수집된 자료
▼▼▼
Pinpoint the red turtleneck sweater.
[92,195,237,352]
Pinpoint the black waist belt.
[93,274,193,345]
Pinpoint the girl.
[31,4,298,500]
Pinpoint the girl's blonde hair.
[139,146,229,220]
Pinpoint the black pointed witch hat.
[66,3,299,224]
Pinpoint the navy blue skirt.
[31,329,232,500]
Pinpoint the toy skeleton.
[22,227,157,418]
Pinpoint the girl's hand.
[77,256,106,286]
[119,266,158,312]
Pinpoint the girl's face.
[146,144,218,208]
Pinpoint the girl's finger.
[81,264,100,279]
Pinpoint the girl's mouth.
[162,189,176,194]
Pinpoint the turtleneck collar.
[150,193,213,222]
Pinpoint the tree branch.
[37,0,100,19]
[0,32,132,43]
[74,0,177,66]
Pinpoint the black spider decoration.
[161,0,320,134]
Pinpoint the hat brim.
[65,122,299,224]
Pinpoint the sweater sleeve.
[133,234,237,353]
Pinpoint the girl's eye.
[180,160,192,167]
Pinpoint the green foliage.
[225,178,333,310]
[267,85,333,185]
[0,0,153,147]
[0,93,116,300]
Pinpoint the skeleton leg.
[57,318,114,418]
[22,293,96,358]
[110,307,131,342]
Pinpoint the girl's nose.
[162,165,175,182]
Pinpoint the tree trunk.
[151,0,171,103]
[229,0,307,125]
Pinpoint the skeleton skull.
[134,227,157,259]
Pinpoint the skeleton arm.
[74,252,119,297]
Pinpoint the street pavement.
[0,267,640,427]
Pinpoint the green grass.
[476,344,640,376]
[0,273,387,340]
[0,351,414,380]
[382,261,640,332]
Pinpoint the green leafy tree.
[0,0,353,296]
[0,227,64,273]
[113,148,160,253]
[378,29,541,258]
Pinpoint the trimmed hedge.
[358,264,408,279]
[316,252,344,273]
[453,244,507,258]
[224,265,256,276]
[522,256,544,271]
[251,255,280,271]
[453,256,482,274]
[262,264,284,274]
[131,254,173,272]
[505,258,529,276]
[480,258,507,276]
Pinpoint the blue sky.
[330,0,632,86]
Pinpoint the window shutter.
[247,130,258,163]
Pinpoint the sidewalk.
▲▲▲
■ 연습 목표: 위의 수집된 자료에 있는 줄을 처음부터 끝까지 한 글자도 바꾸지 말고 그대로 옮겨 적으시오.

■ 연습 답안:
Pinpoint the red turtleneck sweater.
[92,195,237,352]
Pinpoint the black waist belt.
[93,274,193,345]
Pinpoint the girl.
[31,4,298,500]
Pinpoint the girl's blonde hair.
[139,146,229,220]
Pinpoint the black pointed witch hat.
[66,3,299,224]
Pinpoint the navy blue skirt.
[31,329,232,500]
Pinpoint the toy skeleton.
[22,227,157,418]
Pinpoint the girl's hand.
[77,256,106,286]
[119,266,158,312]
Pinpoint the girl's face.
[146,144,218,208]
Pinpoint the girl's finger.
[81,264,100,279]
Pinpoint the girl's mouth.
[162,189,176,194]
Pinpoint the turtleneck collar.
[150,193,213,222]
Pinpoint the tree branch.
[37,0,100,19]
[0,32,132,43]
[74,0,177,66]
Pinpoint the black spider decoration.
[161,0,320,134]
Pinpoint the hat brim.
[65,122,299,224]
Pinpoint the sweater sleeve.
[133,234,237,353]
Pinpoint the girl's eye.
[180,160,192,167]
Pinpoint the green foliage.
[225,178,333,310]
[267,85,333,185]
[0,0,153,147]
[0,93,116,300]
Pinpoint the skeleton leg.
[57,318,114,418]
[22,293,96,358]
[110,307,131,342]
Pinpoint the girl's nose.
[162,165,175,182]
Pinpoint the tree trunk.
[151,0,171,103]
[229,0,307,125]
Pinpoint the skeleton skull.
[134,227,157,259]
Pinpoint the skeleton arm.
[74,252,119,297]
Pinpoint the street pavement.
[0,267,640,427]
Pinpoint the green grass.
[476,344,640,376]
[0,273,387,340]
[0,351,414,380]
[382,261,640,332]
Pinpoint the green leafy tree.
[0,0,353,296]
[0,227,64,273]
[113,148,160,253]
[378,29,541,258]
Pinpoint the trimmed hedge.
[358,264,408,279]
[316,252,344,273]
[453,244,507,258]
[224,265,256,276]
[522,256,544,271]
[251,255,280,271]
[453,256,482,274]
[262,264,284,274]
[131,254,173,272]
[505,258,529,276]
[480,258,507,276]
Pinpoint the blue sky.
[330,0,632,86]
Pinpoint the window shutter.
[247,130,258,163]
Pinpoint the sidewalk.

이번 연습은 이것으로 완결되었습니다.